Please set down every entry again exactly as it stands, without the pictures.

# Provided information:
====
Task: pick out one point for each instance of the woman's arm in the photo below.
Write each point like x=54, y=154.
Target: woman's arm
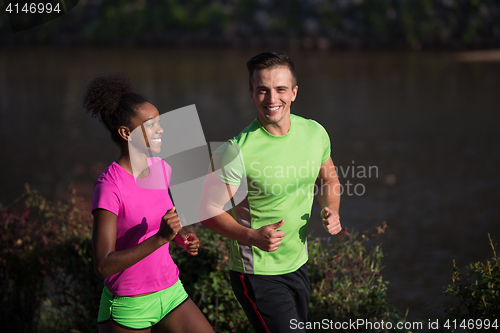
x=107, y=261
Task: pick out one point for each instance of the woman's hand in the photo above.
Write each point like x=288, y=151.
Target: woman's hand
x=188, y=241
x=170, y=225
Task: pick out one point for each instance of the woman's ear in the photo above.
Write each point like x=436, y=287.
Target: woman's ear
x=124, y=133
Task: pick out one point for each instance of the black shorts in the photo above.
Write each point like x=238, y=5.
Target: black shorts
x=271, y=302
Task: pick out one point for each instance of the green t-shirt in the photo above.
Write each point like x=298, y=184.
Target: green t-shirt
x=280, y=173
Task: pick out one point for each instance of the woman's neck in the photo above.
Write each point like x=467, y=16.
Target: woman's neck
x=136, y=166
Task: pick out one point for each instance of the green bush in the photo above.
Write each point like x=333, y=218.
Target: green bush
x=48, y=284
x=206, y=279
x=346, y=282
x=477, y=292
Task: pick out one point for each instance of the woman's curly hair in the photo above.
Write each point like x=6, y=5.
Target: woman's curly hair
x=110, y=98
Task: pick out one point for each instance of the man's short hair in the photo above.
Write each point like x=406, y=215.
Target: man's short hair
x=269, y=60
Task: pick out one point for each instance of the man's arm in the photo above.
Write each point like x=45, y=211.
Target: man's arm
x=329, y=197
x=215, y=195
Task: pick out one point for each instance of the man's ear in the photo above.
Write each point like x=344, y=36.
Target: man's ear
x=124, y=132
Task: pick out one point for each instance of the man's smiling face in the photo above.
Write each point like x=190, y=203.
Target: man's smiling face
x=273, y=93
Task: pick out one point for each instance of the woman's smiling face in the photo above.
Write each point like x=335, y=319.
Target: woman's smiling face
x=146, y=134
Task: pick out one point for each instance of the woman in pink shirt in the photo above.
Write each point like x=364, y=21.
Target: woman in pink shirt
x=134, y=221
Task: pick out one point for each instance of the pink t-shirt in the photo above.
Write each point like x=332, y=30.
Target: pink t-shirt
x=139, y=207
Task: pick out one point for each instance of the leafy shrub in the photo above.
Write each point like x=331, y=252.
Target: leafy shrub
x=477, y=291
x=47, y=278
x=206, y=280
x=46, y=271
x=345, y=278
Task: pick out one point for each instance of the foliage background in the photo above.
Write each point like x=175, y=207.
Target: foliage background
x=47, y=278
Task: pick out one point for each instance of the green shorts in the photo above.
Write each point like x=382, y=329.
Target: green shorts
x=140, y=312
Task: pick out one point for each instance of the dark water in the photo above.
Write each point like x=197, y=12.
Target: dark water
x=424, y=125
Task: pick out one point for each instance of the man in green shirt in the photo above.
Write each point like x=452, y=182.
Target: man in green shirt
x=282, y=157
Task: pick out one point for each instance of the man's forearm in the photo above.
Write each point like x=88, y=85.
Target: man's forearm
x=329, y=194
x=225, y=225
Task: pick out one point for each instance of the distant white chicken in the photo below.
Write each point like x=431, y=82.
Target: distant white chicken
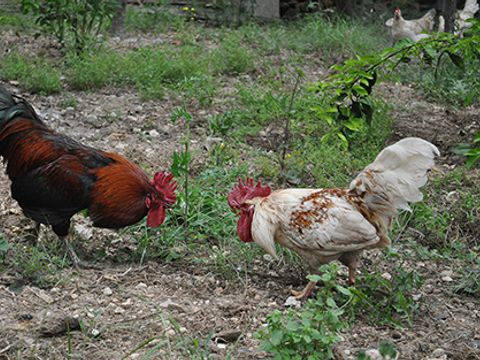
x=323, y=225
x=411, y=29
x=461, y=17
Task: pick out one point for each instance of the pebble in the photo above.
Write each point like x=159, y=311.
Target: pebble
x=292, y=302
x=107, y=291
x=438, y=353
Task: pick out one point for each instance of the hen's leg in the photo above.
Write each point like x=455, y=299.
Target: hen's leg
x=351, y=261
x=77, y=263
x=306, y=292
x=33, y=233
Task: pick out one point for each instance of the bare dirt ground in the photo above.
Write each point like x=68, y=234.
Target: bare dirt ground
x=162, y=307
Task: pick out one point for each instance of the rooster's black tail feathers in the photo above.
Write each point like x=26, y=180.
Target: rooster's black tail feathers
x=12, y=106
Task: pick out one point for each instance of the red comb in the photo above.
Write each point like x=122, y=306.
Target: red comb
x=245, y=191
x=166, y=184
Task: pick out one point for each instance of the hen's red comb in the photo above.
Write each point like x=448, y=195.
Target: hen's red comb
x=245, y=191
x=166, y=184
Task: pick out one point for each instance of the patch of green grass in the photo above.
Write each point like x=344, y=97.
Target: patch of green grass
x=315, y=33
x=15, y=20
x=314, y=328
x=449, y=84
x=36, y=75
x=38, y=264
x=153, y=18
x=232, y=57
x=448, y=217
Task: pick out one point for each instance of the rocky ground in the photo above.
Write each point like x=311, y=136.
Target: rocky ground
x=173, y=310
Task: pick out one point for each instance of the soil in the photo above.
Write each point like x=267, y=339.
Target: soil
x=161, y=307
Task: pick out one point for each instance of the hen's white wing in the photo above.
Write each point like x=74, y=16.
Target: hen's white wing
x=319, y=220
x=329, y=226
x=394, y=178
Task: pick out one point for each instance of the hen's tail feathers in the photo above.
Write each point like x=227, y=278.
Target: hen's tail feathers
x=429, y=15
x=471, y=6
x=394, y=178
x=12, y=106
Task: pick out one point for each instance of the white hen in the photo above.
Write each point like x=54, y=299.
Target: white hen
x=412, y=29
x=323, y=225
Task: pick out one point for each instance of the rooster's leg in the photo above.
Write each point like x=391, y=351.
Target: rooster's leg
x=71, y=253
x=305, y=292
x=351, y=261
x=33, y=234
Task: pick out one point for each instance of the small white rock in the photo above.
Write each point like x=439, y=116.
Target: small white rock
x=107, y=291
x=446, y=273
x=438, y=353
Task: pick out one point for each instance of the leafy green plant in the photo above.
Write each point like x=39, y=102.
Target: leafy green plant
x=472, y=152
x=344, y=96
x=313, y=329
x=73, y=22
x=4, y=247
x=311, y=332
x=385, y=301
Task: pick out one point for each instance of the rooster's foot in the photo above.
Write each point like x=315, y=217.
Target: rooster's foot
x=306, y=292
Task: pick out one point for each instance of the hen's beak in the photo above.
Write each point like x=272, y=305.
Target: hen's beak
x=437, y=170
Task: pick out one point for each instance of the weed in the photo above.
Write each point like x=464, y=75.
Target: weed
x=470, y=281
x=299, y=334
x=231, y=57
x=36, y=75
x=385, y=301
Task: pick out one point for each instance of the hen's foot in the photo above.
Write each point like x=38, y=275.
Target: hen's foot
x=306, y=292
x=32, y=234
x=77, y=263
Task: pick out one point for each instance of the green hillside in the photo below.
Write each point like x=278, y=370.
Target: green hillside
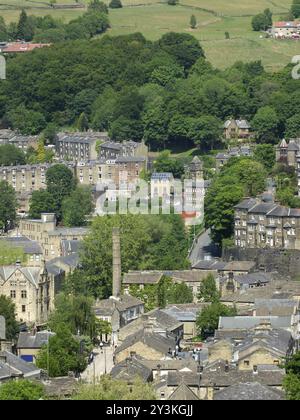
x=214, y=18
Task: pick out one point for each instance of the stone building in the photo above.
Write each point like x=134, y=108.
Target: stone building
x=288, y=152
x=220, y=375
x=260, y=224
x=249, y=391
x=29, y=344
x=33, y=251
x=14, y=368
x=48, y=235
x=157, y=320
x=223, y=158
x=192, y=278
x=32, y=289
x=120, y=309
x=194, y=170
x=110, y=150
x=79, y=146
x=239, y=129
x=146, y=343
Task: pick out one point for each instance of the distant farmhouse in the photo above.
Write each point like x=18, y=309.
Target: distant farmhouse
x=239, y=129
x=223, y=158
x=20, y=47
x=286, y=30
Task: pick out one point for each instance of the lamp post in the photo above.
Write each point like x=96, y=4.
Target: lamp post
x=48, y=354
x=199, y=370
x=101, y=347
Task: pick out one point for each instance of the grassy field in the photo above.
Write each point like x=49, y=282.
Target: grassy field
x=153, y=18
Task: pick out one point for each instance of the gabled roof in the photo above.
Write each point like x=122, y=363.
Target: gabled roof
====
# Result of this exercise:
Task: pick out one point for each instance of the woman's arm in the photo below.
Write each point like x=54, y=154.
Target: woman's arm
x=107, y=261
Task: pick out one point for each instance of the woman's hand in the photo above.
Write each point like x=288, y=151.
Target: woman's hand
x=188, y=241
x=170, y=225
Task: pick out one point for each instance of the woman's ear in the photo above.
Write each point like x=436, y=287.
Target: woman's ear
x=124, y=133
Task: pick out one point for each instance of the black shorts in the photo above.
Write each point like x=238, y=5.
Target: black shorts
x=271, y=302
Task: pick out one point for each instance of the green t-shirt in the photo above.
Write each point like x=298, y=184.
Target: green t-shirt
x=280, y=173
Task: pick out one point for each instance of the woman's neck in the photo above.
Write each point like x=467, y=16.
Target: woman's neck
x=136, y=166
Task: pick out one point for each instance of the green bush in the photo above.
Write each point like x=333, y=218.
Target: green bush
x=48, y=284
x=206, y=279
x=346, y=282
x=477, y=292
Task: pick out one point for each instance of the woman's curly hair in the photo above.
Write each point like x=6, y=5.
Target: woman's curly hair
x=110, y=98
Task: pick out one point for each instance of the man's short hair in the photo above.
Write each point like x=406, y=215.
Target: man's short hair
x=269, y=60
Task: pick out one point for each instance of the man's arm in the photo above.
Write each point like x=45, y=211.
Target: man's arm
x=329, y=197
x=215, y=195
Task: pick out one point for each instance of the man's ear in the photo above.
Write each point like x=344, y=36.
Target: man's ear
x=124, y=132
Task: pick out one point for each instance of the man's smiling face in the photo above.
Write each point like x=190, y=203.
Target: man's smiling face
x=273, y=93
Task: pick out one point for each instance of the woman's smiling face in the photo above.
Write each point like x=335, y=319.
Target: woman's smiling face
x=146, y=134
Task: pick out one point for each instance of the woman in pink shirt in the photo above.
Write each point like x=364, y=21.
Target: woman in pink shirt
x=134, y=221
Task: pick out one point for each instance of the pink t-shirt in the photo above.
Write each point like x=332, y=30.
Target: pink t-shirt
x=139, y=207
Task: pick out one point for each instance of the leafy shrub in the photo above.
Write each point like x=331, y=252.
Target: leafy shrub
x=477, y=291
x=47, y=278
x=206, y=280
x=46, y=271
x=345, y=278
Task: pick out one point for each instance of the foliage background in the photo above.
Write each point like x=175, y=207.
Target: foliage background
x=47, y=278
Task: pick out one point for each instance of the green shorts in the photo above.
Write each point like x=382, y=329.
Target: green shorts
x=140, y=312
Task: pick out one point for each instance of the dark water in the photo above.
Write each point like x=197, y=12.
Target: dark water
x=424, y=125
Task: pick out one point for each instance of the man in green shirt in the photo above.
Write each point like x=452, y=182.
Target: man in green shirt
x=282, y=157
Task: pick out one point for each instance of the man's forearm in the photo above.
Write each point like x=88, y=85.
Target: man's forearm
x=329, y=194
x=225, y=225
Task: pick out one point for each instance of the distant white chicken in the photo below.
Write each point like x=431, y=82.
Target: distant white chicken
x=323, y=225
x=411, y=29
x=461, y=17
Task: pick out one point for each instance of the pebble in the photo above.
Write each point like x=159, y=311.
Target: pebble
x=292, y=302
x=107, y=291
x=438, y=353
Task: pick out one point for each instance of the hen's leg in the photo above.
Write each point like x=455, y=299.
Target: hen's leg
x=351, y=261
x=77, y=263
x=306, y=292
x=33, y=233
Task: pick out one point for each instance of the bare dirt ground in the photo above.
Write each point like x=68, y=234.
Target: bare dirt ground
x=162, y=307
Task: pick out one point for each instance of the rooster's black tail feathers in the photo above.
Write each point like x=26, y=180.
Target: rooster's black tail feathers
x=12, y=106
Task: pick out one point for each instance of the red comb in the photo above.
Write each point like x=122, y=306.
Target: red comb
x=245, y=191
x=166, y=184
Task: pick out one point for each instance of the hen's red comb in the photo above.
Write each point like x=448, y=195.
Target: hen's red comb
x=245, y=191
x=166, y=184
Task: pick out one point for each instance of the patch of green grass in the photo above.
Write each point like x=344, y=97.
Target: patch of green grass
x=315, y=33
x=15, y=20
x=314, y=328
x=449, y=84
x=36, y=75
x=38, y=264
x=153, y=18
x=232, y=57
x=448, y=217
Task: pick out one point for each instance of the rocky ground in the photo above.
Write each point like x=311, y=136.
Target: rocky ground
x=173, y=310
Task: pick out one point for each instance of the soil in the photo above.
Write each point like x=267, y=339.
Target: soil
x=161, y=307
Task: pick out one point for each instance of the hen's white wing in the photo above.
Write each point like x=74, y=16.
Target: hen's white wing
x=319, y=220
x=329, y=226
x=394, y=178
Task: pick out one point for each instance of the hen's tail feathers in the photo above.
Write each point like x=227, y=278.
Target: hen's tail feathers
x=429, y=15
x=471, y=6
x=394, y=178
x=12, y=106
Task: pick out one point for each instance of the white hen in the photo above.
Write each point like x=54, y=299.
Target: white hen
x=412, y=29
x=323, y=225
Task: pick out one point for each instance of the rooster's leg in the photo above.
Write each point like x=391, y=351.
Target: rooster's leg
x=71, y=253
x=305, y=292
x=351, y=261
x=33, y=234
Task: pick out one point for each instance of the small white rock in the photo above.
Write each point like x=439, y=116.
Target: small white rock
x=107, y=291
x=446, y=273
x=438, y=353
Task: pick out one point for each instance of the leafy green plant in the photo above.
Write each point like x=39, y=102.
Target: leafy green plant
x=472, y=152
x=344, y=96
x=313, y=329
x=73, y=22
x=4, y=247
x=311, y=332
x=385, y=301
Task: pick out one point for each instance of the rooster's foot in the photo above.
Write each point like x=315, y=217.
Target: rooster's foot
x=306, y=292
Task: pick out one point for each instance of the hen's beak in the photo above.
Write each point like x=272, y=305.
Target: hen's beak
x=437, y=170
Task: pick out one point for each instance of the weed in the photo above.
Write each point like x=464, y=75.
Target: weed
x=470, y=281
x=299, y=334
x=231, y=57
x=36, y=75
x=385, y=301
Task: pick out one point for each instance of the hen's foot in the photo above.
Write each point like x=38, y=275.
Target: hen's foot
x=306, y=292
x=32, y=234
x=77, y=263
Task: pick out one point for each instance of the green hillside in the photo below.
Write each point like x=278, y=370.
Target: green hillside
x=214, y=18
Task: pick out one point for each instance of the stone building in the photo above.
Write each point like x=134, y=108.
Target: stone building
x=288, y=152
x=220, y=375
x=260, y=224
x=249, y=391
x=29, y=344
x=33, y=251
x=14, y=368
x=48, y=235
x=157, y=320
x=223, y=158
x=192, y=278
x=32, y=289
x=120, y=309
x=194, y=170
x=110, y=150
x=79, y=146
x=239, y=129
x=146, y=343
Task: pick out one point for each instance of the distant farmhouse in the photo above.
Write each point like x=18, y=309.
Target: distant farmhouse
x=239, y=129
x=223, y=158
x=20, y=47
x=286, y=30
Task: pick out one point for each instance of the lamp post in the photo above.
Write each point like x=96, y=4.
Target: lamp post
x=48, y=354
x=199, y=370
x=101, y=347
Task: pick out one point for each instance of the grassy field in the photo above.
Write each point like x=49, y=282.
Target: grassy field
x=153, y=18
Task: pick out one point for each instance of the gabled roof in the photo above.
Write each point like x=122, y=363.
Target: gabled roof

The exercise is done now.